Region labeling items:
+ + +
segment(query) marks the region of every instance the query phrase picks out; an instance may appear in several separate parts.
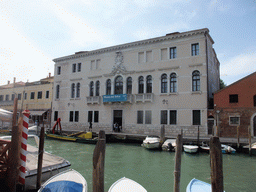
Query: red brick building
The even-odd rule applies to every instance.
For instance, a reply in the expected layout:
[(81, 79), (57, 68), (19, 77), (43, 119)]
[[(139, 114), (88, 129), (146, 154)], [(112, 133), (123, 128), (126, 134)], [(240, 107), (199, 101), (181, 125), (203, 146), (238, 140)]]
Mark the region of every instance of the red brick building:
[(214, 116), (221, 137), (256, 137), (256, 72), (214, 93)]

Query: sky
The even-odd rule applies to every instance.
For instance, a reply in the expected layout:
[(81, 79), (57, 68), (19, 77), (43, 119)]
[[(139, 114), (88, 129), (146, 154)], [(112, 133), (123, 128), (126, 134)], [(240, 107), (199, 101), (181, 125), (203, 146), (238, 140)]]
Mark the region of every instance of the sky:
[(55, 58), (208, 28), (226, 85), (256, 71), (256, 0), (0, 0), (0, 85)]

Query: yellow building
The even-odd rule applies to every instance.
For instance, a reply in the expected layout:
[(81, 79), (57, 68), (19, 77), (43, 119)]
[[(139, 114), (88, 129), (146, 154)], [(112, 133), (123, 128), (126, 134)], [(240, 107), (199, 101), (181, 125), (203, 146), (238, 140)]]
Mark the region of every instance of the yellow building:
[(49, 76), (35, 82), (8, 81), (0, 86), (0, 108), (13, 111), (14, 98), (18, 98), (18, 114), (23, 110), (30, 111), (30, 123), (50, 125), (52, 87), (54, 77)]

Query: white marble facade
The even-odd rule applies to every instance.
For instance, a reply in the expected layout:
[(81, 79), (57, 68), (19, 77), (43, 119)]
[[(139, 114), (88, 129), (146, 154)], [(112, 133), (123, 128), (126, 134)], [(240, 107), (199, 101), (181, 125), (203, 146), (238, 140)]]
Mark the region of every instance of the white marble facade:
[(173, 136), (194, 136), (199, 124), (207, 135), (208, 100), (219, 89), (213, 43), (205, 28), (54, 59), (52, 120), (72, 131), (89, 121), (93, 131), (112, 131), (117, 122), (141, 134), (165, 124)]

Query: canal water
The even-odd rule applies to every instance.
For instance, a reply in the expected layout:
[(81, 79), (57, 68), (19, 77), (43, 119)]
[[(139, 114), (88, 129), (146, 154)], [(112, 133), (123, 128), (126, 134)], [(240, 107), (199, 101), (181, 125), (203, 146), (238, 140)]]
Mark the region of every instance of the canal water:
[[(31, 140), (30, 144), (35, 145)], [(92, 192), (92, 157), (95, 145), (45, 139), (45, 150), (61, 156), (87, 180)], [(182, 154), (181, 191), (193, 178), (210, 183), (210, 156), (206, 153)], [(148, 192), (171, 192), (174, 183), (175, 153), (149, 151), (140, 144), (107, 143), (105, 192), (122, 177), (140, 183)], [(256, 191), (256, 156), (223, 154), (224, 190)]]

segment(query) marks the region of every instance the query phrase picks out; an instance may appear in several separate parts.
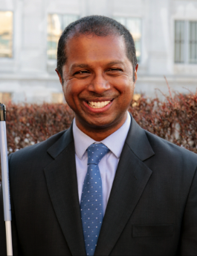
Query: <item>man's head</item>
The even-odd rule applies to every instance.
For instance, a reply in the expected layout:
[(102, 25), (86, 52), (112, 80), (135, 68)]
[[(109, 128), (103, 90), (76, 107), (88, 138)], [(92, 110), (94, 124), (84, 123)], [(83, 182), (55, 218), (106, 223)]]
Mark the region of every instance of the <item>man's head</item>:
[[(62, 66), (66, 62), (66, 44), (69, 38), (82, 34), (94, 34), (98, 37), (115, 35), (123, 37), (126, 48), (126, 55), (132, 63), (133, 72), (138, 63), (135, 43), (131, 33), (116, 20), (103, 16), (89, 16), (68, 25), (62, 34), (57, 49), (56, 69), (62, 76)], [(135, 77), (134, 77), (135, 78)]]
[[(103, 22), (101, 29), (94, 16), (83, 19), (85, 22), (90, 19), (90, 24), (82, 22), (82, 24), (77, 21), (74, 27), (74, 23), (69, 25), (73, 28), (66, 39), (60, 38), (56, 72), (65, 100), (75, 113), (77, 125), (99, 141), (125, 122), (137, 80), (138, 64), (134, 43), (129, 51), (125, 40), (129, 35), (116, 31), (116, 25), (121, 25), (109, 18), (95, 16), (95, 20)], [(103, 21), (109, 19), (107, 27)], [(132, 51), (135, 57), (130, 54), (129, 58), (128, 52)]]

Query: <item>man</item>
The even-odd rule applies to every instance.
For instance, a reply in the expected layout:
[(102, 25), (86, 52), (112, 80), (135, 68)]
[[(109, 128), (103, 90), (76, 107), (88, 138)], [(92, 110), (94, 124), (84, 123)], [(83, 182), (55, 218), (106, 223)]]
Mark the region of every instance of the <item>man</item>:
[(10, 156), (14, 255), (196, 255), (197, 156), (127, 113), (137, 71), (114, 20), (65, 28), (56, 72), (75, 119)]

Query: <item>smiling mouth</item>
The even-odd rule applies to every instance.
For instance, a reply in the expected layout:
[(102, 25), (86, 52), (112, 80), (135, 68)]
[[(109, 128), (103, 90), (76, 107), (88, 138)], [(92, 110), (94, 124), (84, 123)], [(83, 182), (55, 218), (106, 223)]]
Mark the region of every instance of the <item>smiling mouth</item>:
[(87, 102), (88, 104), (92, 108), (101, 108), (108, 105), (112, 101), (105, 102)]

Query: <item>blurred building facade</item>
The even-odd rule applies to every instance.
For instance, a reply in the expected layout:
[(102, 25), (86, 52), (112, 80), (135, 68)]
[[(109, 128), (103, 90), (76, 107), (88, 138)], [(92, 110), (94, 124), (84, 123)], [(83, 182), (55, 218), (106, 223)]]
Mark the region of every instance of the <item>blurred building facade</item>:
[(62, 102), (58, 39), (68, 24), (94, 14), (114, 18), (132, 34), (135, 93), (167, 93), (164, 75), (172, 90), (196, 92), (197, 0), (0, 0), (0, 102)]

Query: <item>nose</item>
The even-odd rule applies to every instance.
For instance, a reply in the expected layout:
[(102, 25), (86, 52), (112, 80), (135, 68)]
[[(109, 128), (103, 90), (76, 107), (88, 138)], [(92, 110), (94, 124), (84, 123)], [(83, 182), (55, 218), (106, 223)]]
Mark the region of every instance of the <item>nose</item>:
[(102, 94), (109, 89), (110, 84), (106, 79), (104, 74), (102, 72), (94, 74), (88, 86), (88, 90), (98, 94)]

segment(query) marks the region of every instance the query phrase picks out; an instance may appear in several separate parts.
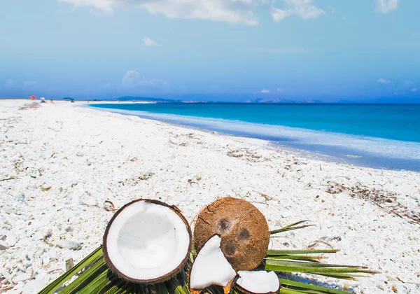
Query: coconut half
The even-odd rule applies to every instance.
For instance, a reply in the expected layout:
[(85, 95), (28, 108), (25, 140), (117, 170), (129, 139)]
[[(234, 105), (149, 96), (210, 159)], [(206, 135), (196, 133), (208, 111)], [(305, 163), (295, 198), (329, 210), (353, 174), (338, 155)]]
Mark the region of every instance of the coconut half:
[(190, 276), (190, 288), (202, 290), (211, 285), (225, 287), (236, 276), (236, 272), (220, 249), (220, 236), (215, 235), (198, 253)]
[(238, 275), (235, 286), (242, 293), (274, 293), (280, 288), (279, 277), (274, 272), (240, 270)]
[(234, 269), (251, 270), (262, 262), (270, 242), (265, 218), (253, 204), (230, 197), (202, 209), (194, 227), (194, 245), (200, 251), (214, 234)]
[(160, 283), (186, 264), (191, 229), (178, 208), (140, 199), (121, 207), (104, 235), (104, 255), (120, 277), (139, 284)]

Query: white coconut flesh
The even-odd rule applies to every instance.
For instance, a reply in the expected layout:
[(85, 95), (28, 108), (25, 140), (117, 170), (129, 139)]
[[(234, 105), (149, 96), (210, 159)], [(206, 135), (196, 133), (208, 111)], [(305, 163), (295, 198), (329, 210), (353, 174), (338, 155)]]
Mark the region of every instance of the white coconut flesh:
[(132, 279), (167, 275), (188, 254), (186, 223), (170, 208), (139, 201), (126, 206), (110, 225), (106, 250), (116, 270)]
[(240, 270), (238, 274), (236, 284), (253, 293), (277, 292), (280, 288), (279, 277), (274, 272)]
[(220, 249), (220, 237), (214, 235), (198, 253), (190, 277), (190, 287), (202, 290), (211, 285), (223, 287), (236, 276), (236, 272)]

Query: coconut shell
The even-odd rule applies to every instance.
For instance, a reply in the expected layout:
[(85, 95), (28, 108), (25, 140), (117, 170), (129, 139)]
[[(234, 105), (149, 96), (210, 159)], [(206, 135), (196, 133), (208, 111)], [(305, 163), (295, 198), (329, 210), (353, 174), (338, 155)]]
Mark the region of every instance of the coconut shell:
[[(106, 247), (106, 237), (108, 236), (108, 232), (109, 232), (109, 229), (110, 229), (111, 226), (112, 225), (112, 223), (113, 222), (113, 220), (118, 216), (118, 214), (120, 213), (121, 213), (127, 206), (132, 204), (134, 202), (137, 202), (139, 201), (144, 201), (144, 202), (148, 202), (148, 203), (153, 203), (153, 204), (158, 204), (158, 205), (162, 205), (162, 206), (168, 207), (169, 209), (170, 209), (171, 210), (174, 211), (179, 216), (179, 218), (183, 220), (183, 222), (186, 224), (186, 228), (187, 229), (187, 230), (188, 232), (188, 235), (190, 237), (190, 243), (188, 245), (188, 250), (187, 251), (187, 254), (186, 255), (185, 258), (183, 259), (182, 262), (179, 264), (179, 265), (178, 267), (176, 267), (176, 268), (175, 268), (172, 271), (167, 273), (166, 274), (164, 274), (162, 276), (158, 276), (155, 279), (144, 279), (144, 280), (132, 279), (130, 276), (128, 276), (124, 274), (123, 273), (122, 273), (121, 272), (120, 272), (113, 265), (112, 261), (109, 258), (109, 255), (108, 253), (108, 249)], [(115, 212), (115, 214), (113, 216), (111, 220), (109, 220), (109, 223), (108, 223), (108, 225), (106, 226), (106, 230), (105, 230), (105, 233), (104, 234), (104, 245), (103, 245), (104, 246), (104, 249), (103, 249), (104, 250), (104, 258), (105, 259), (105, 262), (108, 265), (108, 267), (109, 267), (114, 274), (115, 274), (120, 278), (121, 278), (125, 281), (128, 281), (132, 283), (136, 283), (136, 284), (144, 284), (144, 285), (162, 283), (163, 281), (167, 281), (167, 280), (170, 279), (171, 278), (175, 276), (186, 266), (186, 265), (187, 264), (187, 262), (188, 261), (188, 258), (190, 258), (190, 253), (191, 252), (191, 248), (192, 248), (192, 234), (191, 233), (191, 227), (190, 227), (190, 224), (188, 223), (188, 222), (187, 221), (186, 218), (182, 215), (182, 214), (181, 213), (181, 210), (179, 210), (179, 209), (178, 207), (176, 207), (174, 205), (172, 205), (172, 206), (168, 205), (166, 203), (162, 202), (159, 200), (151, 200), (151, 199), (138, 199), (136, 200), (134, 200), (130, 203), (127, 203), (127, 204), (125, 204), (122, 207), (121, 207), (120, 209), (118, 209), (117, 211), (117, 212)]]
[(270, 231), (265, 218), (250, 202), (230, 197), (202, 209), (194, 228), (193, 243), (200, 251), (214, 234), (236, 270), (252, 270), (261, 264), (268, 248)]
[[(244, 289), (241, 287), (239, 285), (237, 284), (237, 281), (239, 277), (237, 276), (232, 281), (230, 286), (230, 293), (237, 293), (239, 294), (255, 294), (253, 292), (249, 292), (248, 290)], [(266, 292), (265, 293), (258, 293), (258, 294), (277, 294), (279, 293), (279, 290), (280, 290), (281, 285), (279, 284), (279, 288), (274, 292)]]

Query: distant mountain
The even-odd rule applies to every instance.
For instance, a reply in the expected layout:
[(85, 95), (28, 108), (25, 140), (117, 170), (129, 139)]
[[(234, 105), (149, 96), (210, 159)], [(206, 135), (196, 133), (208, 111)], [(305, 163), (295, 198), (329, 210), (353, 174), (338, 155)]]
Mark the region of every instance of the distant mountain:
[(174, 100), (170, 99), (163, 98), (153, 98), (153, 97), (134, 97), (134, 96), (125, 96), (122, 97), (117, 98), (117, 101), (144, 101), (150, 102), (178, 102), (178, 100)]
[(309, 103), (323, 103), (321, 100), (288, 100), (278, 98), (258, 98), (250, 99), (246, 103), (261, 103), (261, 104), (309, 104)]

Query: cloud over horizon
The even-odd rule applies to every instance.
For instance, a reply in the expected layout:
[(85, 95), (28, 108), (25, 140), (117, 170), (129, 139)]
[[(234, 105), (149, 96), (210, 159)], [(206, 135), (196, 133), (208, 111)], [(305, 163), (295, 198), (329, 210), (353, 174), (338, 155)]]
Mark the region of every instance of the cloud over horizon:
[(158, 43), (148, 36), (144, 36), (141, 38), (141, 46), (160, 46)]
[(380, 83), (382, 84), (388, 84), (391, 83), (391, 80), (385, 80), (384, 78), (379, 78), (378, 79), (378, 83)]
[[(74, 8), (93, 7), (112, 13), (117, 8), (137, 8), (150, 14), (162, 14), (169, 18), (183, 18), (256, 25), (258, 19), (254, 11), (258, 7), (270, 10), (274, 22), (290, 15), (303, 20), (316, 18), (326, 14), (315, 5), (315, 0), (283, 0), (284, 8), (273, 6), (275, 0), (57, 0)], [(395, 1), (395, 0), (394, 0)]]
[(398, 7), (398, 0), (376, 0), (378, 10), (386, 14)]
[(314, 2), (314, 0), (284, 0), (285, 9), (272, 7), (270, 13), (274, 22), (279, 22), (293, 15), (306, 20), (326, 14), (323, 9), (312, 5)]

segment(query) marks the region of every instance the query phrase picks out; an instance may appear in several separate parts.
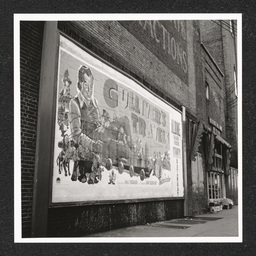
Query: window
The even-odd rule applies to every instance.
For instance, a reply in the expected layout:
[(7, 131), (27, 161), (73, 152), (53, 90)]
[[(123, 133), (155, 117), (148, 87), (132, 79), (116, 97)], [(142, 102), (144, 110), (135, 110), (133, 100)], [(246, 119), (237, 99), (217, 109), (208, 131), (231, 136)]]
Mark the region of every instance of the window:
+ + +
PROBLEM = Report how many lines of the items contain the string "distant", counting case. Give only the number.

EXPECTED ANSWER = 2